Saved entries:
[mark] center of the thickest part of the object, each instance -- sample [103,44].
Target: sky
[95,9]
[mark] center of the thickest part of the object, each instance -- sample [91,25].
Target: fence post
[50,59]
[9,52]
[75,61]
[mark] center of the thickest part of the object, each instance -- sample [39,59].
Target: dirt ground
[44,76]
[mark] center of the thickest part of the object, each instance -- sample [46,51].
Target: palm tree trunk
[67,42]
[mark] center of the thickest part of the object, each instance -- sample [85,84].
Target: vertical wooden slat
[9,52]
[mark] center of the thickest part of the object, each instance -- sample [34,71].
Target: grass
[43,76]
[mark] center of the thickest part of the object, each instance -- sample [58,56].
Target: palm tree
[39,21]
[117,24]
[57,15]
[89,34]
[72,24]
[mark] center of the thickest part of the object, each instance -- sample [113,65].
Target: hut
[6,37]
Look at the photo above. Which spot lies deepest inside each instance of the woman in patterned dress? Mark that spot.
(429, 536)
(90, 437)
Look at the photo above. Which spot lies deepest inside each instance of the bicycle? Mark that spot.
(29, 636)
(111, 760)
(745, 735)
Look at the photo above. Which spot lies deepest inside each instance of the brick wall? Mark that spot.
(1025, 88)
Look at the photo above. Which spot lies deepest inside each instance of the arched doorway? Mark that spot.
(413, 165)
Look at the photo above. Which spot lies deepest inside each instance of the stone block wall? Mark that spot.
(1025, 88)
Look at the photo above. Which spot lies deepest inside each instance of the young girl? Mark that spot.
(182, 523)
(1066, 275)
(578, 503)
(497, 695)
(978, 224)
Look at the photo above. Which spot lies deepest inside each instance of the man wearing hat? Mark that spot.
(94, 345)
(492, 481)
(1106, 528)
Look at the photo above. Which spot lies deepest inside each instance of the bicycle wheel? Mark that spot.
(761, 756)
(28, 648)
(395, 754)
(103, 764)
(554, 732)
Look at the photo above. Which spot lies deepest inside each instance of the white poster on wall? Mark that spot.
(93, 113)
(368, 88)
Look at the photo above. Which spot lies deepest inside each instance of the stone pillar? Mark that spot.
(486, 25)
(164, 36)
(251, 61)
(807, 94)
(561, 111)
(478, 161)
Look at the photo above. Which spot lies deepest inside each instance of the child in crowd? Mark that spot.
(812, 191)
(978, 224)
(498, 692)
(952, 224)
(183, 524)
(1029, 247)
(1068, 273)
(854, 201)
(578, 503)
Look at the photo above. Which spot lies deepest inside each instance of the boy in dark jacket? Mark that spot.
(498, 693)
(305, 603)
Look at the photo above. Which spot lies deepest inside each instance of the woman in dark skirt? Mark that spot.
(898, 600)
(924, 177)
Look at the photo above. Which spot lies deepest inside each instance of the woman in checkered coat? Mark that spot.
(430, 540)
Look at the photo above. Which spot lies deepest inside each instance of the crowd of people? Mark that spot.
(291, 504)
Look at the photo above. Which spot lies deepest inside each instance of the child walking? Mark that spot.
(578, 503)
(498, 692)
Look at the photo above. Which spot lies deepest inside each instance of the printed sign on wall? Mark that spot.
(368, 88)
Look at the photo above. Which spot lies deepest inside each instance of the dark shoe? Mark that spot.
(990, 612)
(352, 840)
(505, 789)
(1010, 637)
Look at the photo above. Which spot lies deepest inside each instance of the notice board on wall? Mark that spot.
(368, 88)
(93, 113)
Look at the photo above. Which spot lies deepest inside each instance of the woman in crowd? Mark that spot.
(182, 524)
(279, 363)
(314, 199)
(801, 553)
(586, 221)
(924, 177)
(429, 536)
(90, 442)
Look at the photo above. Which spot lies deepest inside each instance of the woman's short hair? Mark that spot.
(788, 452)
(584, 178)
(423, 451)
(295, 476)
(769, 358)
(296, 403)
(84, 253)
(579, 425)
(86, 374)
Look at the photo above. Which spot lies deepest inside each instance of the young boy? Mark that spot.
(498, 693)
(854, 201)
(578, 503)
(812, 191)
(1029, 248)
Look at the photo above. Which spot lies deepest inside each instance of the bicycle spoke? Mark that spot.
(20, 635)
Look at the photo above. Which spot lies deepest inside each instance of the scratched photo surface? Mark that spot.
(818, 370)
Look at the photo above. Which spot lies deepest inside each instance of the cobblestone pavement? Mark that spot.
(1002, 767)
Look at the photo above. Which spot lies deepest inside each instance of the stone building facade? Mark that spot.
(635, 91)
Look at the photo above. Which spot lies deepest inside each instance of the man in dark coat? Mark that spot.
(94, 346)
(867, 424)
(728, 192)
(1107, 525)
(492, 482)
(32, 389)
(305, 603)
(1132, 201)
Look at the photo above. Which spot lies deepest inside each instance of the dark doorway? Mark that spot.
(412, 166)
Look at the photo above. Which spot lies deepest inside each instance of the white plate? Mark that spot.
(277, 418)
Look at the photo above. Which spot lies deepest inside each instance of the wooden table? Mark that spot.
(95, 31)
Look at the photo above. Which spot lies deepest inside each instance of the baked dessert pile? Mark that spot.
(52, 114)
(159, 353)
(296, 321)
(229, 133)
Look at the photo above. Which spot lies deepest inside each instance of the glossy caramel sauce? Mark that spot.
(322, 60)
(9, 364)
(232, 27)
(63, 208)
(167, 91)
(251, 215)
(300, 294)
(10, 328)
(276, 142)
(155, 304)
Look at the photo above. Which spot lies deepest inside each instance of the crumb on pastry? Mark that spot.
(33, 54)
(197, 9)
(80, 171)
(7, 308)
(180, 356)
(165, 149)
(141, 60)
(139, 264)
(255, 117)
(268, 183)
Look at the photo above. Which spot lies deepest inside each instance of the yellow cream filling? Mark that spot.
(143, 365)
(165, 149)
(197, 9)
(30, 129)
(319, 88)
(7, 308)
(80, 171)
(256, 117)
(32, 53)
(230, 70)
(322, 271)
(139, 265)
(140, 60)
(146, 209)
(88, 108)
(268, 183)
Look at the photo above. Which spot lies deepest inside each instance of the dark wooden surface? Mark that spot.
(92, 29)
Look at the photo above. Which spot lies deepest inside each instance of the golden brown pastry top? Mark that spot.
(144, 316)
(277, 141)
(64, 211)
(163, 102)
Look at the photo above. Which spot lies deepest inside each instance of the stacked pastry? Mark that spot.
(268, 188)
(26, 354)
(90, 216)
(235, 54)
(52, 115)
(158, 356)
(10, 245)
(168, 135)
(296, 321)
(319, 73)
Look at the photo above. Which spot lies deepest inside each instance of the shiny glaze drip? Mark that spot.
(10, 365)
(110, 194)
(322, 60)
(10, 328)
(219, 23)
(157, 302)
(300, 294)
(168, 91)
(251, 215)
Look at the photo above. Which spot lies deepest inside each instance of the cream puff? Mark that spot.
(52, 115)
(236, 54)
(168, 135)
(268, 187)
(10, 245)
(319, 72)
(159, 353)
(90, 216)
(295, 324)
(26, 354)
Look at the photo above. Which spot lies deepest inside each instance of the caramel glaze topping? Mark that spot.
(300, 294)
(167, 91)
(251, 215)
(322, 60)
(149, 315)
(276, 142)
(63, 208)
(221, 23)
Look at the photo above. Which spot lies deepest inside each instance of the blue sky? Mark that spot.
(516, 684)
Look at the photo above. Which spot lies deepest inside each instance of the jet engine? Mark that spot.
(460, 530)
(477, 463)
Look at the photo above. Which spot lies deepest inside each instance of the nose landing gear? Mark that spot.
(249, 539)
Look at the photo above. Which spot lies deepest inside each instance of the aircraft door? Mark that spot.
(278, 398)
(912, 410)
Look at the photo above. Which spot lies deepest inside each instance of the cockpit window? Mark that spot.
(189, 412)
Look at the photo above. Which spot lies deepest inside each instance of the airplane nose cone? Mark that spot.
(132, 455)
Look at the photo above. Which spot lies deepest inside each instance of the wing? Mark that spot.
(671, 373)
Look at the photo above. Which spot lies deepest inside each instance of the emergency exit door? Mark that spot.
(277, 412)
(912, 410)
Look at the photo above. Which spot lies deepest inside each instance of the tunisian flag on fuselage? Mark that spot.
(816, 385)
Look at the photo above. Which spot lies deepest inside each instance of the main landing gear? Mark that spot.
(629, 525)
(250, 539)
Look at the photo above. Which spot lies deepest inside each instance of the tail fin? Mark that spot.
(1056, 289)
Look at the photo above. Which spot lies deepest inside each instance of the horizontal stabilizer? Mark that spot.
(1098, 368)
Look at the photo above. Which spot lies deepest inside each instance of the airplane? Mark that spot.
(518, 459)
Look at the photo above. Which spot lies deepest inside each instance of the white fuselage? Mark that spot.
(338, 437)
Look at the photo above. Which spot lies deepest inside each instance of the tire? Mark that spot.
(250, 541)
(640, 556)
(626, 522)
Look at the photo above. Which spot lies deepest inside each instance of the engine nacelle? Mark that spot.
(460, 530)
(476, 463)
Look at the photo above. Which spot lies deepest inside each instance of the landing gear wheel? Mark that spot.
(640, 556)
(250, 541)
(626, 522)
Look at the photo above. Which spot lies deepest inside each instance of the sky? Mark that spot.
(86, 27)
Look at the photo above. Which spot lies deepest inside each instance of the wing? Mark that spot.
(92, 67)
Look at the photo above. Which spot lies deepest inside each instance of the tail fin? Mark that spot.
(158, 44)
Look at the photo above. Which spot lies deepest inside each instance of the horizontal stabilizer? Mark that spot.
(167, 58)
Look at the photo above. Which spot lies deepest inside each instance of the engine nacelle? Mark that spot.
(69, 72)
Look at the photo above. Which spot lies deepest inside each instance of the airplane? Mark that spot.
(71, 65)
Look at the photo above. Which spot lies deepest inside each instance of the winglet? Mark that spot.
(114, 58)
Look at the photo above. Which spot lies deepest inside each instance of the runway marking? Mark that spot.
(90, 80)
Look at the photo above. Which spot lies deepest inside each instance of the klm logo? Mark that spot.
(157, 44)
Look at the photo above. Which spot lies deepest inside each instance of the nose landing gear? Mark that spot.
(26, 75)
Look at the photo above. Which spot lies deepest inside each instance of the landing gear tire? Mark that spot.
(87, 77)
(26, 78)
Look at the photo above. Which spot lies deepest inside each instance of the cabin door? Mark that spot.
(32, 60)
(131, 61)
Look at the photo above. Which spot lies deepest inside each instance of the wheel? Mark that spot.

Your objective:
Repeat only what runs from the line holding "winglet? Mark that spot." to the end of the data, keeping every line exactly as written, first and last included.

Solution:
Look at the photo above. Which spot lies deepest inside each instance of the winglet? Mark that spot.
(114, 58)
Look at the photo above. Which spot lies deepest inside each instance of the runway marking? Mark that spot.
(90, 80)
Look at the photo above. Which spot lies deepest inside each instance of the klm logo? Mark that spot.
(157, 44)
Look at the photo above. Which spot lies deepest inside each instance of the nose landing gear? Mark that spot.
(26, 75)
Look at the photo above. Which spot lies deepest inside each instance of the landing gear tire? Mark that spot.
(87, 77)
(26, 78)
Look at the photo above. Which spot lies deepest inside each instance of the cabin door? Mark that spot.
(32, 60)
(131, 61)
Look at the photo above. Which spot lies deepest inside each instance of the wheel? Mark that spot.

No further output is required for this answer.